» **Verilen metin**:
======
Geride bıraktığımız 2024 yılının son haftasında meydana gelen dört ayrı uçak kazasından biri diğerlerinden çok farklı özellikler taşıyordu. Bakü’den Çeçenistan’ın başkenti Grozni’ye gitmek için havalanan Azerbaycan Havayolları’nın (AZAL) Brezilya yapımı Embrarer 190 tipi uçağa, Rostov Hava Kontrol Kulesi sis nedeniyle inemeyeceğini söyler. Uçak önce Mahaçkale’ye inmek ister, ancak oraya da inemeyeceğini anlayınca da Kazakistan’ın Aktau Havalimanı’na inerken kaza yapar. Çünkü bu uçak Ukrayna dronlarının saldırısına karşı koymak isteyen Rus Hava Savunma Sistemi tarafından vurulmuştu. Askeri harekat yapan Ruslar, bu bölge için notam yayınlamadıkları için susmayı tercih ettiler. Kuru bir özür dilediler. Gün geldi, Uluslararası Sivil Havacılık Örgütü, AZAL Havayolları’na ait yolcu uçağının düşmesini (düşürülmesini) 1944 tarihli Chicago Sözleşmesi’nin 13 No’lu ekinin gerekliliklerine uygun yapılan soruşturmanın ön raporunu yayınlayarak olayı kısmen aydınlattı.
======
» **Bu alıştırmada istenenler**:
1 - Uçak kazası metnine göre AZAL uçağının havalandığı, gitmek istediği ve inmeye çalıştığı yerleri sıralayın.
2 - Uçak kazası metninde sözü edilen ön rapor, hangi sözleşmenin hangi ekine uygun yürütülen soruşturmaya aittir?

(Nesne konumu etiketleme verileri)
======
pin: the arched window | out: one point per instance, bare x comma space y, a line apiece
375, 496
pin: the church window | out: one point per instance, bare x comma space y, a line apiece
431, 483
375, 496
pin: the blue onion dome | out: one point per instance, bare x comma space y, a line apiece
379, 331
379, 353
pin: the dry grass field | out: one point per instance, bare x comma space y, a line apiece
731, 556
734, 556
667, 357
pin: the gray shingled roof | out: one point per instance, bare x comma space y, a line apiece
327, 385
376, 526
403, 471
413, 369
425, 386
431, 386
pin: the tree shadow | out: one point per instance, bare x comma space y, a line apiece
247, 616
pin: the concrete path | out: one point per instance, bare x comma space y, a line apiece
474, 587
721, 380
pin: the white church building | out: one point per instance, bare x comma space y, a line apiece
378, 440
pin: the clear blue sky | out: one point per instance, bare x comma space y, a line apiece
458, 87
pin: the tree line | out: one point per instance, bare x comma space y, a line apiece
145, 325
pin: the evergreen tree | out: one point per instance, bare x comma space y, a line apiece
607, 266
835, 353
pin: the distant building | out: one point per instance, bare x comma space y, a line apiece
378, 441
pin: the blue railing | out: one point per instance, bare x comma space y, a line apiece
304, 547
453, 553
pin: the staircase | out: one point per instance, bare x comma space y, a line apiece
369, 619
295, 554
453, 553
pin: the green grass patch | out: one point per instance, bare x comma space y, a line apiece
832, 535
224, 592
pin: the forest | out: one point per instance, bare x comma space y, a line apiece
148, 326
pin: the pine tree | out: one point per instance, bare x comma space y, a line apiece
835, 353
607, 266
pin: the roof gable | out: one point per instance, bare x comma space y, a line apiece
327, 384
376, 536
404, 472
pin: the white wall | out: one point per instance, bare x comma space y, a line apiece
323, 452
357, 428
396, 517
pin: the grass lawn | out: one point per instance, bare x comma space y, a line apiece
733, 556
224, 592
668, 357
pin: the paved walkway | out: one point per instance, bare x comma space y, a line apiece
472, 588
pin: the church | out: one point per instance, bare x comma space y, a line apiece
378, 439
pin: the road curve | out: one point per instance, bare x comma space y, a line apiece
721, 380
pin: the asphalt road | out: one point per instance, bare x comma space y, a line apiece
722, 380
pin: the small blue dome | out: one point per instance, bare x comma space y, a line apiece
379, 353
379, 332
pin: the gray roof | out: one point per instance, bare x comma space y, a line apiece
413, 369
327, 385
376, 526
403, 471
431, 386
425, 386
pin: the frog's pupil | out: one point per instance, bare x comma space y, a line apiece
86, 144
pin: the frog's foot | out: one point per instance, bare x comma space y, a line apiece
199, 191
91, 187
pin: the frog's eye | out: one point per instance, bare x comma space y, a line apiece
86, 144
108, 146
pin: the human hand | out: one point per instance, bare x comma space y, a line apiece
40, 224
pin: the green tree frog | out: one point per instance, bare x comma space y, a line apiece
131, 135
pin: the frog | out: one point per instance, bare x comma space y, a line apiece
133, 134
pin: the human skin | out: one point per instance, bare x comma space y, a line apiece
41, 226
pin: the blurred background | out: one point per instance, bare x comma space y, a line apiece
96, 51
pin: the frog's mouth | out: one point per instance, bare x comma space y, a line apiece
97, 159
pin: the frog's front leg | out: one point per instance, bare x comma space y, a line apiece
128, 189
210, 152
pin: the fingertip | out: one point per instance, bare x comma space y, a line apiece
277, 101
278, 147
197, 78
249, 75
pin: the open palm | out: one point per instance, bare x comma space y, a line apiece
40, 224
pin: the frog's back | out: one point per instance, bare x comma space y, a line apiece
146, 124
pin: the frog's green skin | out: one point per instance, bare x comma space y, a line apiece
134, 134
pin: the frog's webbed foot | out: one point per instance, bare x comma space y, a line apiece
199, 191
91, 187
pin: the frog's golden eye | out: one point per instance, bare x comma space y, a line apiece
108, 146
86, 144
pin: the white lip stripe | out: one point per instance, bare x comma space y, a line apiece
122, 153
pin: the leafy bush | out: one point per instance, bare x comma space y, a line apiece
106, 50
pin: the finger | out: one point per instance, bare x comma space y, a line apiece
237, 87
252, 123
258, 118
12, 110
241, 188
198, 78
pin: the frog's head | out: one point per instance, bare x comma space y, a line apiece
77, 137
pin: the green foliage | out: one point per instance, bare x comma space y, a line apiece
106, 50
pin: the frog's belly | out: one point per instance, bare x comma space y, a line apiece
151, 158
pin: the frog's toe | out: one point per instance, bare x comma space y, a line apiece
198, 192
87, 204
======
» **Görev görev sonuçlar**:
1 - Bakü, Grozni, Mahaçkale, Aktau Havalimanı

2 - 1944 tarihli Chicago Sözleşmesi'nin 13 No'lu eki.